====== LESETEXT ======

Mit rund 30 Prozent Anteil sind die Tadschiken Nummer zwei. Sie sind persischer Abstammung. Knapp 10 Prozent stellen die schiitischen Hazara, von denen einige Historiker sagen, sie seien Nachkommen der Heere Dschingis Khans. Sie wurden wegen ihres Glaubens blutig von den sunnitischen Taliban verfolgt.

Das sunnitische Turkvolk der Usbeken schließlich ist mit rund acht Prozent der Afghanen dabei. Hinzu kommen Volksgruppen wie die Aimaken, die Belutschen, die Nuristani und die Turkmenen.

Noch komplizierter wird die Machtstruktur dadurch, dass die zu 99 Prozent muslimischen Afghanen in Sunniten (vier Fünftel) und Schiiten (ein Fünftel) zerfallen.

Der erbittertste Gegner der prowestlichen Regierung von Hamid Karsai und der USgeführten Kampftruppen sind die Taliban. Materiell und finanziell unterstützt von Pakistan aus, haben die Koran-Schüler - das bedeutet das Wort Taliban - eine tödliche Allianz mit Osama Bin Ladens Terror-Netzwerk al-Qaida gebildet.

Nach den Anschlägen vom 11. September 2001 von US-Truppen von der Regierungsmacht vertrieben, haben die Taliban wieder Teile des Landes unter ihre Kontrolle gebracht. Sie werden der radikal-sunnitischen Strömung des saudischen Wahhabismus zugerechnet, der auch Bin Laden angehört. Ihr Führer Mullah Omar, einst De-facto-Staatschef Afghanistans, hat in Mullah Dadullah einen mächtigen Feldkommandeur.

====== AUSZÜGE AUS DATENSÄTZEN ======

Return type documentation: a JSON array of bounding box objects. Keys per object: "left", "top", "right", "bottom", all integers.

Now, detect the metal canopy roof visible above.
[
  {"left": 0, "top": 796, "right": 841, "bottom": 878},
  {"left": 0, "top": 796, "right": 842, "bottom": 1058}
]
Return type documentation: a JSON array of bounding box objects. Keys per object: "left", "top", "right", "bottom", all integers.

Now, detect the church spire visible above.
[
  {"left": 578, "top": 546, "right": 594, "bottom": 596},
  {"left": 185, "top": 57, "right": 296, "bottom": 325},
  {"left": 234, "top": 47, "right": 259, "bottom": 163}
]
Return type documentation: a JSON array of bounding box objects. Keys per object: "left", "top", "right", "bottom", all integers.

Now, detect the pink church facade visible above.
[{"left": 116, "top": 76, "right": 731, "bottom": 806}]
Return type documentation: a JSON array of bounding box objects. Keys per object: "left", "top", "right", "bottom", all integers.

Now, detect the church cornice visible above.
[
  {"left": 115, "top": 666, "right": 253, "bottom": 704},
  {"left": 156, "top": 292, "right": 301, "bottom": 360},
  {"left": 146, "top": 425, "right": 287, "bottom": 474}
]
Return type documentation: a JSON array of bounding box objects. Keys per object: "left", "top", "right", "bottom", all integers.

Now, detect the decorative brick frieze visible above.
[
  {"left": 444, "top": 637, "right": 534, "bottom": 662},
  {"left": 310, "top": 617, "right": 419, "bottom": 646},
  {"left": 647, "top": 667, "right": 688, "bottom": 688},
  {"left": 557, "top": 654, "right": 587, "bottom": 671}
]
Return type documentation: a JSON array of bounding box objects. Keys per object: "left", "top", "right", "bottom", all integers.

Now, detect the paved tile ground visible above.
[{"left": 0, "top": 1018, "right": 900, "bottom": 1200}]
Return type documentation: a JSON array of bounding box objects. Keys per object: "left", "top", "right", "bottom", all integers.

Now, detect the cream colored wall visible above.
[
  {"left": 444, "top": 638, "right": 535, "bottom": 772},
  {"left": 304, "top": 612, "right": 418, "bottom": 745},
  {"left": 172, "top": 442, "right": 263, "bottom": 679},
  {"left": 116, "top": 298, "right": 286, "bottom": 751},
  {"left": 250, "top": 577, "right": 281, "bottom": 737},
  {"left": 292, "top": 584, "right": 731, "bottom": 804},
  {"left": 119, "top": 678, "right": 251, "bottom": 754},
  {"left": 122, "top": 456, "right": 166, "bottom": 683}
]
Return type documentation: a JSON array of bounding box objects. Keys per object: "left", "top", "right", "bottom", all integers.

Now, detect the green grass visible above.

======

AUFGABENZIEL = Welchen Anteil der Afghanen stellen die Usbeken laut dem Lesetext? Stützen Sie sich beim Bearbeiten ausschließlich auf den Lesetext.

VOLLSTÄNDIGE ANTWORT = Die Usbeken stellen rund acht Prozent der Afghanen.